## Goal of the exercise
Below are the records; copy out every line that holds the word "shade".

Extracted records:
* * * *

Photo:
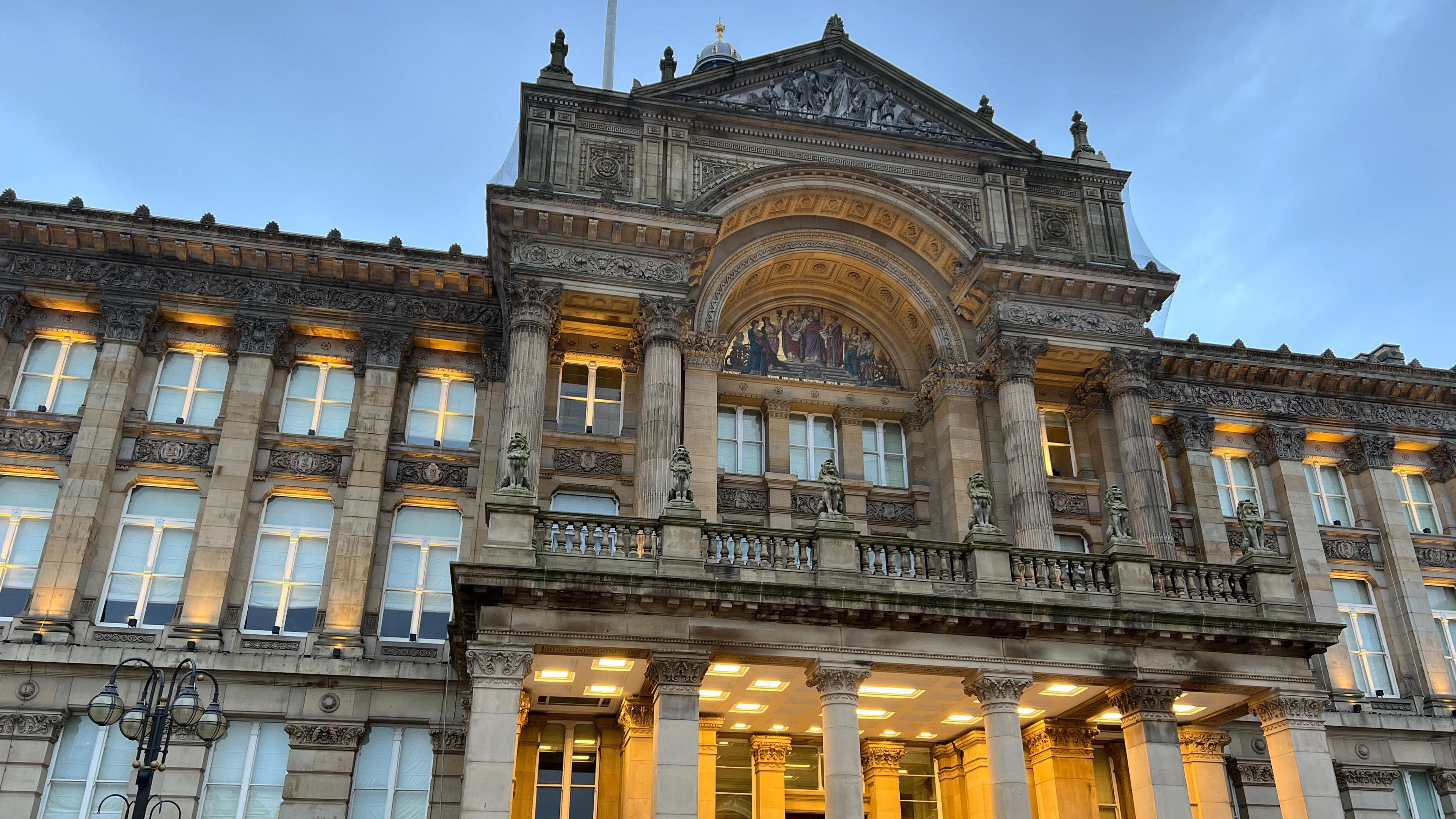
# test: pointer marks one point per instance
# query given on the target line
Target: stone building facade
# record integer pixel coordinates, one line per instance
(1061, 568)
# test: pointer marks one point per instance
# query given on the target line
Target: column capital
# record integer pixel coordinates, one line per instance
(996, 693)
(532, 304)
(1368, 451)
(499, 668)
(1145, 701)
(1015, 358)
(769, 753)
(1277, 442)
(1203, 744)
(882, 757)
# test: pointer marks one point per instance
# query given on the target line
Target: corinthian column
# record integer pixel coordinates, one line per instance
(1129, 375)
(1015, 365)
(535, 314)
(660, 326)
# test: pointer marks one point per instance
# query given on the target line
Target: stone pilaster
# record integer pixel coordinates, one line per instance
(359, 518)
(1154, 754)
(1130, 372)
(660, 327)
(220, 521)
(676, 681)
(76, 524)
(1007, 792)
(1409, 623)
(321, 770)
(839, 697)
(533, 320)
(1205, 770)
(1015, 366)
(490, 748)
(1059, 754)
(1299, 755)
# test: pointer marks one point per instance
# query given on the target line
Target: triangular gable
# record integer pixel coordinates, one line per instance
(838, 82)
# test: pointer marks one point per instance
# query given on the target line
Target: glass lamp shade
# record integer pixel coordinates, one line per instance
(187, 709)
(212, 725)
(107, 707)
(135, 722)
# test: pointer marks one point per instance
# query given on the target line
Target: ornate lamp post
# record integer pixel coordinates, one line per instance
(159, 709)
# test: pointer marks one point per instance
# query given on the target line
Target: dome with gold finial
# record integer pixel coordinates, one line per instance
(717, 53)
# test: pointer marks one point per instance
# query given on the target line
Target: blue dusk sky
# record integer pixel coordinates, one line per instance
(1293, 161)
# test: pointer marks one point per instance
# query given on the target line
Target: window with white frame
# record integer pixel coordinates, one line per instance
(813, 441)
(1234, 474)
(886, 454)
(245, 773)
(190, 388)
(392, 774)
(1416, 796)
(590, 400)
(442, 411)
(318, 400)
(918, 796)
(91, 763)
(55, 375)
(1365, 639)
(293, 546)
(1327, 490)
(740, 441)
(152, 551)
(417, 584)
(1056, 444)
(25, 519)
(567, 772)
(1416, 497)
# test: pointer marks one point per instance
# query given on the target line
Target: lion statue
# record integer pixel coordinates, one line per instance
(982, 518)
(1253, 527)
(833, 489)
(1114, 511)
(682, 470)
(518, 455)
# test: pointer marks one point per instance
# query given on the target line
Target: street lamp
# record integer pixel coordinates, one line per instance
(151, 722)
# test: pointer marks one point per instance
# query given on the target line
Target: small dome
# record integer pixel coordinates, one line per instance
(717, 53)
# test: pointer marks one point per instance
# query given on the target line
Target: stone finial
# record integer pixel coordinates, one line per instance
(557, 71)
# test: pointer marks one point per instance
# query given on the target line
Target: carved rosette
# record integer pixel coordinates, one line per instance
(533, 304)
(676, 675)
(496, 668)
(1147, 703)
(1130, 371)
(1015, 358)
(322, 736)
(1291, 712)
(30, 725)
(769, 753)
(879, 757)
(1368, 451)
(998, 693)
(1277, 442)
(838, 684)
(1202, 744)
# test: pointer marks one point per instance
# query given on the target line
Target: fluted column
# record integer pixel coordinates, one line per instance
(76, 525)
(1130, 372)
(1015, 366)
(535, 314)
(662, 324)
(1154, 753)
(839, 697)
(490, 747)
(1007, 791)
(1299, 754)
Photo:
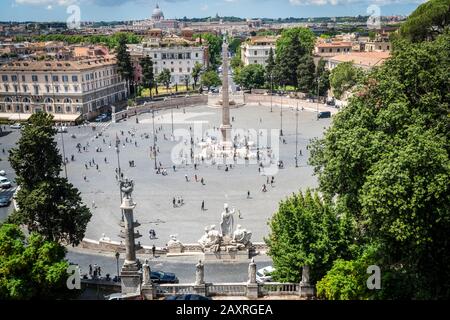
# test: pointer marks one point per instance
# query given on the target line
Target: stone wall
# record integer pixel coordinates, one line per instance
(179, 102)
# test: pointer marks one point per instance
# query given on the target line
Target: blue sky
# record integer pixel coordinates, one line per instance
(107, 10)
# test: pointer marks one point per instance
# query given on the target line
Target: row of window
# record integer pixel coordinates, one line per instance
(36, 91)
(26, 108)
(64, 78)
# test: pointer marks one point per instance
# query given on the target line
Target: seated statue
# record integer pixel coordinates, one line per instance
(241, 237)
(211, 239)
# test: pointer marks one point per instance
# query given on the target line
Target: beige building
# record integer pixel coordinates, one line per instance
(67, 89)
(329, 49)
(256, 50)
(364, 60)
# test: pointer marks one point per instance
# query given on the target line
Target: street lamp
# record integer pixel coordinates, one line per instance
(281, 117)
(296, 137)
(154, 137)
(117, 260)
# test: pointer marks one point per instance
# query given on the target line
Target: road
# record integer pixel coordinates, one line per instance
(183, 267)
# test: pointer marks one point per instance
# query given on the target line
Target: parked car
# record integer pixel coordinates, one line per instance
(264, 274)
(5, 183)
(16, 126)
(187, 297)
(5, 199)
(163, 277)
(324, 114)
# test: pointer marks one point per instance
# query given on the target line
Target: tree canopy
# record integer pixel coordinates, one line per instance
(30, 268)
(385, 160)
(427, 22)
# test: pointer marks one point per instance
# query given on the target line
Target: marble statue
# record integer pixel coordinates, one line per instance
(227, 222)
(127, 187)
(242, 236)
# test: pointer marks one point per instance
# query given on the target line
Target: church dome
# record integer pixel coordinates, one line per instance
(157, 14)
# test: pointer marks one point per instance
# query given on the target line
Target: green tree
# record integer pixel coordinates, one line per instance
(427, 22)
(215, 48)
(270, 68)
(196, 72)
(210, 79)
(30, 268)
(148, 77)
(305, 73)
(46, 203)
(251, 76)
(36, 157)
(385, 159)
(124, 65)
(307, 231)
(323, 76)
(344, 77)
(164, 77)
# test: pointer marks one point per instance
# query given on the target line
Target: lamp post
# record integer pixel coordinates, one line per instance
(318, 81)
(296, 137)
(271, 91)
(117, 260)
(154, 137)
(281, 117)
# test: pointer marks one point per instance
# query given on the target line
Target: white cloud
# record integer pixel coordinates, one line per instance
(337, 2)
(47, 2)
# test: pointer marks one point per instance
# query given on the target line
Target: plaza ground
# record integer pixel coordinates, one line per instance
(153, 192)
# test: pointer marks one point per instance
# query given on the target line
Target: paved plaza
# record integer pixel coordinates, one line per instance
(154, 193)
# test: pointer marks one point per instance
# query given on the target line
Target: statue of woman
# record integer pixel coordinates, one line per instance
(227, 222)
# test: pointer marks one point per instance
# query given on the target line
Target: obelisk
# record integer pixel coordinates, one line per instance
(130, 275)
(226, 126)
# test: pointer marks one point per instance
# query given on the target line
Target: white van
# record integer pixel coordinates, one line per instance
(5, 183)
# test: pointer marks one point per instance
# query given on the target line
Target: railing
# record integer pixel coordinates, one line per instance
(170, 289)
(278, 288)
(226, 289)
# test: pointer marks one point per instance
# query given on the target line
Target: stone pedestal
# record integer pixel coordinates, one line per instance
(252, 291)
(200, 289)
(131, 278)
(229, 256)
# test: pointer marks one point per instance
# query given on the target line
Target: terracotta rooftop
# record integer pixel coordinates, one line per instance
(84, 64)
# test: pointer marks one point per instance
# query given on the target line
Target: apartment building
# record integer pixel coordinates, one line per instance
(178, 55)
(256, 50)
(67, 89)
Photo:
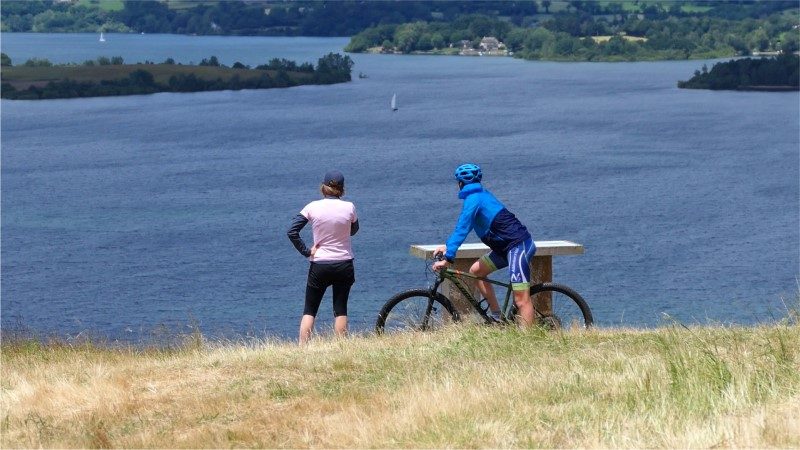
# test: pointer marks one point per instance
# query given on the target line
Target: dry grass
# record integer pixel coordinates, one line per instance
(463, 387)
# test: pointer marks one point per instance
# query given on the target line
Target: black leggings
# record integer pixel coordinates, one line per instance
(340, 275)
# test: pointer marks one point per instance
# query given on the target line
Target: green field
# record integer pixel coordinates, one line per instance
(462, 387)
(105, 5)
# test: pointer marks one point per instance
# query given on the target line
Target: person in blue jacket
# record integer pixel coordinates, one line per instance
(510, 243)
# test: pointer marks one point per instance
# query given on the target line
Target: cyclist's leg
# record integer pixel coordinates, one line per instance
(519, 269)
(485, 265)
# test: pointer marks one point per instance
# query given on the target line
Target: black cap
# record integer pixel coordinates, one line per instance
(334, 178)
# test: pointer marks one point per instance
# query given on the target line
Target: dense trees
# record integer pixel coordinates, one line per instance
(779, 72)
(331, 68)
(581, 36)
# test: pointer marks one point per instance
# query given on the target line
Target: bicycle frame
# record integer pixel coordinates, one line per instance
(454, 275)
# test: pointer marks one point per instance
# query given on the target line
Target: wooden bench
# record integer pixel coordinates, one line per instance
(541, 268)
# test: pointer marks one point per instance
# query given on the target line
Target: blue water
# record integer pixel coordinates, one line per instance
(128, 215)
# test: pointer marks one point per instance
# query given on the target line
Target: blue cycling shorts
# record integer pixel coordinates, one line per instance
(518, 260)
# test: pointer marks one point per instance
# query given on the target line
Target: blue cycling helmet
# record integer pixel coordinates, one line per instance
(468, 173)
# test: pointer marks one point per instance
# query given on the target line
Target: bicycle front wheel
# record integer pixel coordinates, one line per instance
(415, 310)
(558, 307)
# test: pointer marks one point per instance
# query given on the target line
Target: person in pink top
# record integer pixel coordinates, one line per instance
(333, 221)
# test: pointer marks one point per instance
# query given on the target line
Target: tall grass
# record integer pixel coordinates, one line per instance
(462, 387)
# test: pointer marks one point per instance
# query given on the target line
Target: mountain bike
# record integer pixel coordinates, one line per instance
(428, 309)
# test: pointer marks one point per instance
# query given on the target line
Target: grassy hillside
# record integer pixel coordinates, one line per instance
(463, 387)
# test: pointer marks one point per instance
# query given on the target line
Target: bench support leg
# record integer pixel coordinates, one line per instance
(460, 303)
(542, 272)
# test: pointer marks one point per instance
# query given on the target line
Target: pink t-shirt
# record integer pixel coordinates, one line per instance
(330, 222)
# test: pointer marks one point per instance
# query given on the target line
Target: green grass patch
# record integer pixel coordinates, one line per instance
(105, 5)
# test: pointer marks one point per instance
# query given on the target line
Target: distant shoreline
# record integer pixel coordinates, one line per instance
(41, 80)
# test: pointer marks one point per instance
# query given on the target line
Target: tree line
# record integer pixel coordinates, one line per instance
(577, 36)
(332, 68)
(779, 72)
(339, 18)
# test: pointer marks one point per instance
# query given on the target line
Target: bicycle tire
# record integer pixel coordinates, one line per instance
(569, 309)
(406, 311)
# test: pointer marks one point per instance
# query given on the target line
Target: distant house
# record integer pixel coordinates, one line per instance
(490, 44)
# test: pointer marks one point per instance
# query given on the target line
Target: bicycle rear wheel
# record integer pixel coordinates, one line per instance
(569, 310)
(415, 310)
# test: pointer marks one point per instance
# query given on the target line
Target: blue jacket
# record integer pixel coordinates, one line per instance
(497, 227)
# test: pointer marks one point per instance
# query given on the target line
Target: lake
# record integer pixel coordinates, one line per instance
(131, 217)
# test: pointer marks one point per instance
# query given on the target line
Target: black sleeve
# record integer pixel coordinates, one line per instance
(298, 222)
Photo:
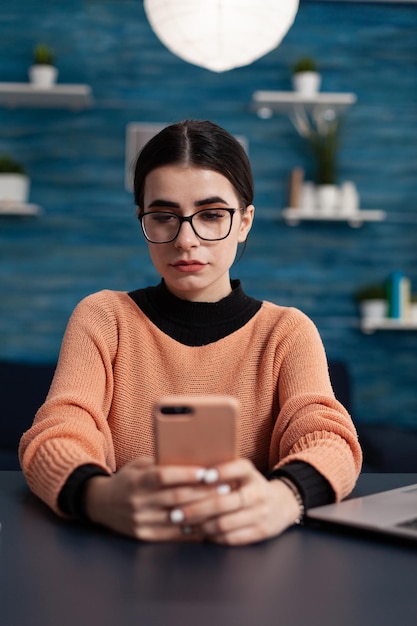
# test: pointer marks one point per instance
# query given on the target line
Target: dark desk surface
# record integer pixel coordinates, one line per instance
(55, 573)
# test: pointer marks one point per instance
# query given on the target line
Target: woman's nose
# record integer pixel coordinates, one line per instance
(186, 237)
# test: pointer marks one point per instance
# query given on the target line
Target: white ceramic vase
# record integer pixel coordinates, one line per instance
(327, 198)
(375, 310)
(43, 76)
(306, 83)
(14, 189)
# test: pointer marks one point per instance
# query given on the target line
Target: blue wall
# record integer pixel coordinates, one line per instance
(88, 238)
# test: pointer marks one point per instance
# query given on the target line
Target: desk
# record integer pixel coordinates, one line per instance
(55, 573)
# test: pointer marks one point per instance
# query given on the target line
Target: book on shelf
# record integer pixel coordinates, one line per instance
(399, 296)
(295, 187)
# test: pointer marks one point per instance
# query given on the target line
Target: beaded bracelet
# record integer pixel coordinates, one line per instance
(297, 496)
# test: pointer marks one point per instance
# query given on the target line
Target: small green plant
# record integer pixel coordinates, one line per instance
(305, 64)
(10, 166)
(324, 144)
(43, 55)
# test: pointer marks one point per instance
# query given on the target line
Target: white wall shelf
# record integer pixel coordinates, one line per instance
(19, 210)
(294, 216)
(369, 326)
(266, 103)
(59, 96)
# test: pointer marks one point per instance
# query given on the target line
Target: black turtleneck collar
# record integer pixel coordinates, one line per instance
(196, 323)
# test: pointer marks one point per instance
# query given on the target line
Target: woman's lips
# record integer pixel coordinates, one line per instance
(188, 266)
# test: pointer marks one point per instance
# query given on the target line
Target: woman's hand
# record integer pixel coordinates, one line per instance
(144, 501)
(255, 509)
(231, 504)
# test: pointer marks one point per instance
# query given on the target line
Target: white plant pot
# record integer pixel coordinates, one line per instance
(328, 199)
(14, 188)
(43, 76)
(375, 310)
(306, 83)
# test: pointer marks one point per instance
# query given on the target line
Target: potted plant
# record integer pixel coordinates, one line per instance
(324, 143)
(373, 302)
(14, 182)
(43, 72)
(306, 78)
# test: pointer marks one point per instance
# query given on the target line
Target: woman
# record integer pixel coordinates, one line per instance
(89, 453)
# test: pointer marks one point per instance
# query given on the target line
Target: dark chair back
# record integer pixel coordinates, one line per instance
(23, 388)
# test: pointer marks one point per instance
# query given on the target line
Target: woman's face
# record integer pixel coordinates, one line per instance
(194, 269)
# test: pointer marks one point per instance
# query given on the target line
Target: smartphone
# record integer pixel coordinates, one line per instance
(196, 430)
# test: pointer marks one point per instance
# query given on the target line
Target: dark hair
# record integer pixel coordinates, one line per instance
(196, 143)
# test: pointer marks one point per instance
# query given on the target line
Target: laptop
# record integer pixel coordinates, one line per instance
(392, 512)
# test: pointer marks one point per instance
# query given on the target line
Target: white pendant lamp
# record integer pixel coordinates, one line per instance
(221, 34)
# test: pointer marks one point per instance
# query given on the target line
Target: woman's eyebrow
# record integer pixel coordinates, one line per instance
(210, 200)
(164, 203)
(160, 202)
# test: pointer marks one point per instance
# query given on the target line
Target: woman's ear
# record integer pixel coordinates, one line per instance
(246, 222)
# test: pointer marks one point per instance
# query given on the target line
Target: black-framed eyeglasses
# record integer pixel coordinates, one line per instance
(207, 224)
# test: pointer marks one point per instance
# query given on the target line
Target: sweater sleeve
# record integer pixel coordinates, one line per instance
(312, 427)
(71, 428)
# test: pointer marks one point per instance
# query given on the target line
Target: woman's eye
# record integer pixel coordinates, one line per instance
(163, 218)
(212, 215)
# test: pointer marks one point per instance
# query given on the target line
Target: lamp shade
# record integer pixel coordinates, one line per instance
(220, 34)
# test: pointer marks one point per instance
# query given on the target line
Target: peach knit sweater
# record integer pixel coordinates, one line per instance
(115, 362)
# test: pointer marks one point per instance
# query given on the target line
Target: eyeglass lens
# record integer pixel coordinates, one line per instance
(209, 224)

* * * *

## Solution
Target: glass lamp shade
Target: lamp shade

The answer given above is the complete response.